--- Page extract ---
= = = = =
In Him We Have Our Being

image credit: stockfresh; by solarseven

image credit: stockfresh; by solarseven

“The self-attesting Christ of Scripture has always been my starting point for everything I have said.” (Cornelius Van Til, Jerusalem and Athens)

I’ve thought for a long time that many of the theological disputes about Scripture stem from misunderstandings that occur because God’s eternal truths are being revealed in the space-time of our existence. Some things that are true about God and his creation cannot be made fully comprehensible to creatures who exist in space-time because God and his eternal truth are outside of time and space. Even here the words I have to use are inadequate, because into, outside and before all refer to space-time conditions. How can we conceptualize something existing outside of the universe we live in?

The distinction between God as the Creator and everything else (the creation; the heavens and earth) is a fundamental Christian belief. Starting with an acknowledgement of this distinction is essential for clear thinking about God, Scripture and theology. While I assume that most if not all Christians would agree in principle with what I’ve said here about the Creator-creation distinction, they can come up with radically different ideas about what God revealed in creation and said in Scripture, let alone how that revelation should be applied to our lives.

An analogy would be a photograph of a large three-dimensional object like the Cathedral of Learning in a two-dimensional world. It could really be a photo of the Cathedral, but it would not capture the grandeur of seeing the structure with your own eyes in three dimensions. But you couldn’t ever do that, because you exist in two dimensions. For creatures who live and move and have their being within two-dimensions, the photos of the three-dimensional Cathedral of Learning would at times seem contradictory and at odds with one another.

Even the photo thought to be the clearest representation of the Cathedral of Learning, would have inherent limitations. You can’t completely capture a three-dimensional object in a two-dimensional photo. You can’t comprehensively portray a three-dimensional object in a two-dimensional world.

Nevertheless, we could still say that each of the different pictures was really a picture of the Cathedral. But that would require a starting point that existed in three dimensions—like a photographer—to take the pictures. And we would need to trust that photographer to communicate to us honestly and truly in two dimensions what actually existed in three dimensions. In Christian theology, the God of Scripture is that starting point.

We could illustrate these ideas in the following way. I’ve borrowed the concept of connected circles to represent the Creator-creature distinction from the work of Cornelius Van Til. The additions are my own.
= = = = =
--- Supplied records ---
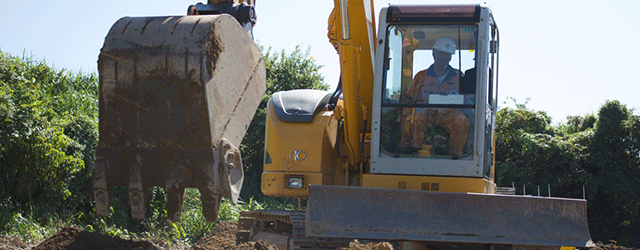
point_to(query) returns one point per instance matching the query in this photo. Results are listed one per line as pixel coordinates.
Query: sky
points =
(563, 57)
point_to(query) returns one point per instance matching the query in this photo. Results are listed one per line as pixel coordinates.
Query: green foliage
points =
(614, 199)
(600, 152)
(39, 159)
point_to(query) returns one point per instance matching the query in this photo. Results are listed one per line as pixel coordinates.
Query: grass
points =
(155, 227)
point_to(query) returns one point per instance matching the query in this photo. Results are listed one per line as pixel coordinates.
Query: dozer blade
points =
(177, 95)
(408, 215)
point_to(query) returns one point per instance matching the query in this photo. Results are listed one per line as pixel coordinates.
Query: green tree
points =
(530, 151)
(614, 175)
(47, 132)
(297, 70)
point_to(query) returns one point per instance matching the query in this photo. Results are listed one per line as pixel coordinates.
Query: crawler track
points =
(285, 224)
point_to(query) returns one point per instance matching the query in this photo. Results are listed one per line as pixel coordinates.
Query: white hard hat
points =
(445, 44)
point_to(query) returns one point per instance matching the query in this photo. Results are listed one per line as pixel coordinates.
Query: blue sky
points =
(566, 57)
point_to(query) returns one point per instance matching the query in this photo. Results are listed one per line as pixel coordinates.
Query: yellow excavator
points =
(402, 151)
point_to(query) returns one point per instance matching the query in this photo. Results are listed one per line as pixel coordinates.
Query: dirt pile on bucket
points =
(74, 238)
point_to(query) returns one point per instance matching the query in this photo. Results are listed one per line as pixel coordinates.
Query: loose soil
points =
(222, 237)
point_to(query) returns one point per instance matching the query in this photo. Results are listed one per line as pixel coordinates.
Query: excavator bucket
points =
(177, 95)
(520, 222)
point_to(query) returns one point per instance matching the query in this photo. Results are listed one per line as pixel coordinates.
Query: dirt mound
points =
(223, 236)
(73, 238)
(7, 243)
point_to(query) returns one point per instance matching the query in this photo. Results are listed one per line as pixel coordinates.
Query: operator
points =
(442, 79)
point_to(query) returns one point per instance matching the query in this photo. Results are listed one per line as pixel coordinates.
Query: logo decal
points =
(297, 155)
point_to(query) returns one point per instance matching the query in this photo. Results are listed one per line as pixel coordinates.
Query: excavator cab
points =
(436, 108)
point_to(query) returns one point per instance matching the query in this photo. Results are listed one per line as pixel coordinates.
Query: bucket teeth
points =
(175, 199)
(100, 190)
(171, 89)
(210, 205)
(137, 197)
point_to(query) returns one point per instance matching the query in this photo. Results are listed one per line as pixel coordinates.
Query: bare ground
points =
(222, 237)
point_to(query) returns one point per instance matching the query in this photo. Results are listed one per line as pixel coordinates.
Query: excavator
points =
(402, 151)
= = = = =
--- Problem description ---
Please answer these questions about the essay on the Creator-creation distinction above:
1. Which work by Cornelius Van Til supplies the opening quotation?
2. What building does the photograph analogy describe?
3. In Christian theology, what is the starting point that the photographer represents?

--- Answer ---
1. Jerusalem and Athens
2. The Cathedral of Learning
3. The God of Scripture